QUOTED PASSAGE =
BAGHDAD (AFP) — Iraq’s security forces face a rising chorus of criticism that, with violence at the highest level in years, their heavy-handed tactics and alleged abuses do more harm than good.
Human rights groups, analysts, diplomats and lawmakers have become increasingly vocal over a litany of alleged abuses including mass arrests, prolonged periods of detention without trial, the closure of some neighbourhoods, and detainee abuse.
They say that, far from reining in Iraq’s worst violence since 2008, the tactics are radicalising moderate Sunnis and distancing them from a government that the minority community alleges disproportionately targets them.
“It’s impossible to ignore the connection between the abuses the security forces are carrying out and the really significant increase in violence,” said Erin Evers, Iraq researcher for New York-based Human Rights Watch, adding that a culture of impunity for both militants and security forces is exacerbating the situation.
Iraq is grappling with its worst protracted period of bloodshed since it emerged from the brutal Sunni-Shiite sectarian war that peaked in 2006-07 and left tens of thousands dead.
More than 6,750 people have been killed this year, according to an AFP tally.

MATERIAL SUPPLIED =

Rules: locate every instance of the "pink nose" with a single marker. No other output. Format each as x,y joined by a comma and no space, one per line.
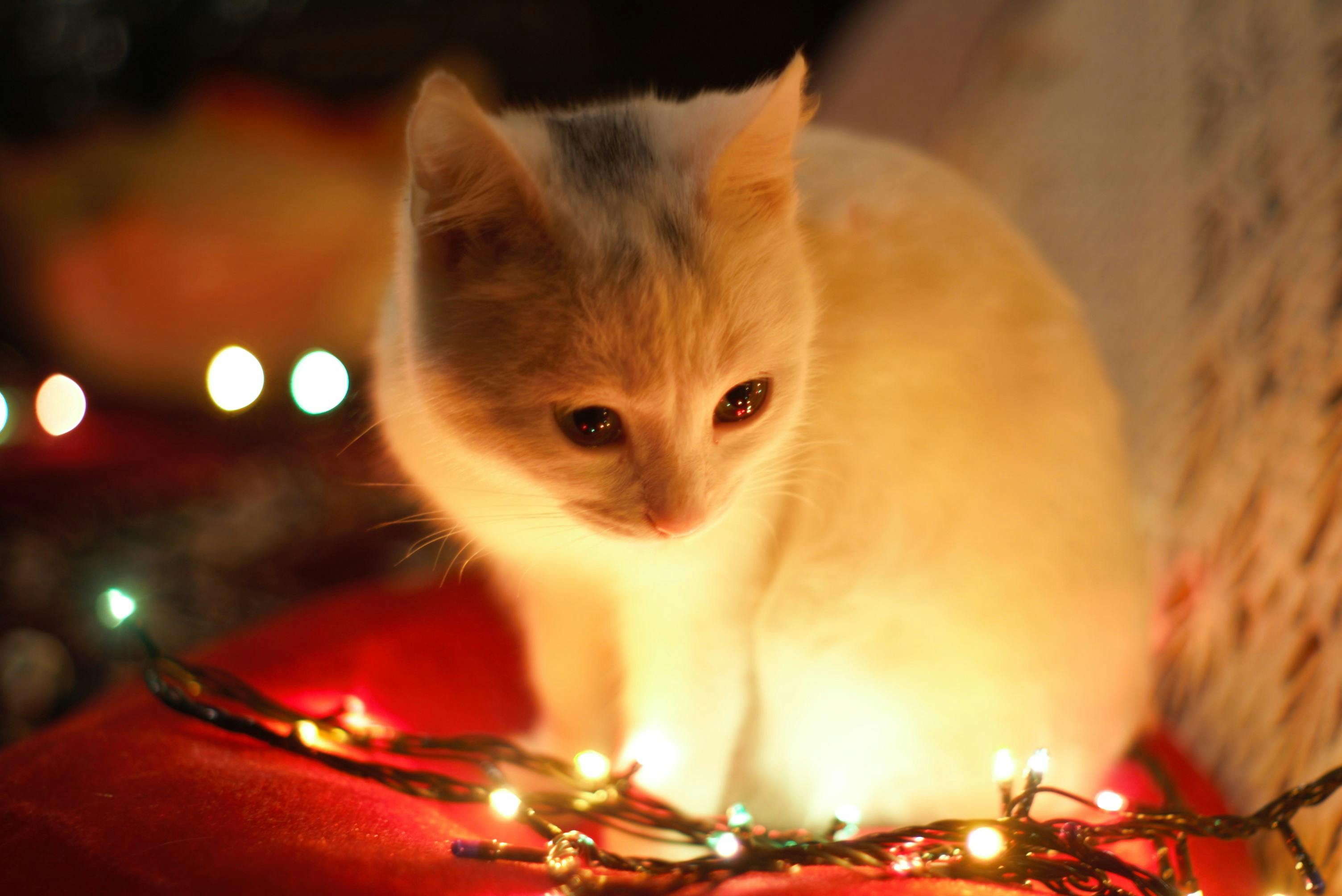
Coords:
674,523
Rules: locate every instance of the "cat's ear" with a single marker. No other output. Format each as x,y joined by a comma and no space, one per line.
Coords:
470,191
753,175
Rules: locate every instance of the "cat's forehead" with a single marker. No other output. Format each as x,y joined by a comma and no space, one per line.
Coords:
625,190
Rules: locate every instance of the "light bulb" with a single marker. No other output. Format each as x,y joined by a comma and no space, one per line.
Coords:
505,803
319,383
724,843
1110,801
592,765
116,607
61,404
655,754
234,379
308,733
984,843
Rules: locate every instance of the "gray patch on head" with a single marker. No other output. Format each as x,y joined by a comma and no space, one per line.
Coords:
674,234
602,151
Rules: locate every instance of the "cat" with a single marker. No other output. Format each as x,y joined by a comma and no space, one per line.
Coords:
792,458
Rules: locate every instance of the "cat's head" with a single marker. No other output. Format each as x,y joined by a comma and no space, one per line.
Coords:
614,301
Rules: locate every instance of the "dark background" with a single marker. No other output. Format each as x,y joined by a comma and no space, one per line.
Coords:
215,521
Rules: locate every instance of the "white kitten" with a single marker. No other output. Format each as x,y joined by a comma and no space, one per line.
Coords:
802,503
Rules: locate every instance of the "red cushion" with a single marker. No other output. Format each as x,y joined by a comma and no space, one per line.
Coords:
129,797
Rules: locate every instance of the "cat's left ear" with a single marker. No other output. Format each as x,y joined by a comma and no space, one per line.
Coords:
470,191
753,175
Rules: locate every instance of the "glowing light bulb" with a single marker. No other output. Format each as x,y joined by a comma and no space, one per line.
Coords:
116,607
655,754
505,803
984,843
61,404
724,843
1110,801
234,379
592,765
319,383
308,733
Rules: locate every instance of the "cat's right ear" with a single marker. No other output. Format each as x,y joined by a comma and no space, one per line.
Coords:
470,191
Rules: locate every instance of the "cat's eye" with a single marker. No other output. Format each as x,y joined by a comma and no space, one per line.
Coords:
591,427
742,402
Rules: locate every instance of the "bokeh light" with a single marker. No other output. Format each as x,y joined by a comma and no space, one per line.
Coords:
505,803
116,607
320,383
61,404
724,843
986,843
592,765
657,755
1110,801
234,379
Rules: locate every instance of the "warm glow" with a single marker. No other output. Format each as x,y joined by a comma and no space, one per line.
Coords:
655,754
592,765
505,803
308,731
1110,801
984,843
355,717
61,404
234,379
849,815
319,383
725,844
738,816
116,607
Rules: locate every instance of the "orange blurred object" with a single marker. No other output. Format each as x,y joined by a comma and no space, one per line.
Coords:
250,218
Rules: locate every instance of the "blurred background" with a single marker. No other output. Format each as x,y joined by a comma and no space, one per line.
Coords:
179,176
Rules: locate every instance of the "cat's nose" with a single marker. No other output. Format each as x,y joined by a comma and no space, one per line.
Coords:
677,523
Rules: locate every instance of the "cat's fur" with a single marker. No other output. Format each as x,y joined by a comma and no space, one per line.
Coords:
923,549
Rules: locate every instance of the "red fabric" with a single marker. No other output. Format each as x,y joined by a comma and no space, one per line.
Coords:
129,797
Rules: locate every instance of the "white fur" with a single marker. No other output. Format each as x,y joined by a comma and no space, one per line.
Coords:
939,560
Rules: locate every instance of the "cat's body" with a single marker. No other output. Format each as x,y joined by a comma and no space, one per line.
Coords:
925,554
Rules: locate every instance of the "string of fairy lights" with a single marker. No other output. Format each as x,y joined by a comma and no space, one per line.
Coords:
234,380
1062,856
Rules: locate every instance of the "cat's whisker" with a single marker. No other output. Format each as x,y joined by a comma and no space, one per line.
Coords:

REQUIRED ACTION A =
In the report on criticism of Iraq's security forces, how many people have been killed this year according to an AFP tally?
REQUIRED ACTION B =
List every alleged abuse by the security forces that the report on Iraq's security forces names.

TASK ANSWER A =
More than 6,750.

TASK ANSWER B =
- Mass arrests
- Prolonged periods of detention without trial
- The closure of some neighbourhoods
- Detainee abuse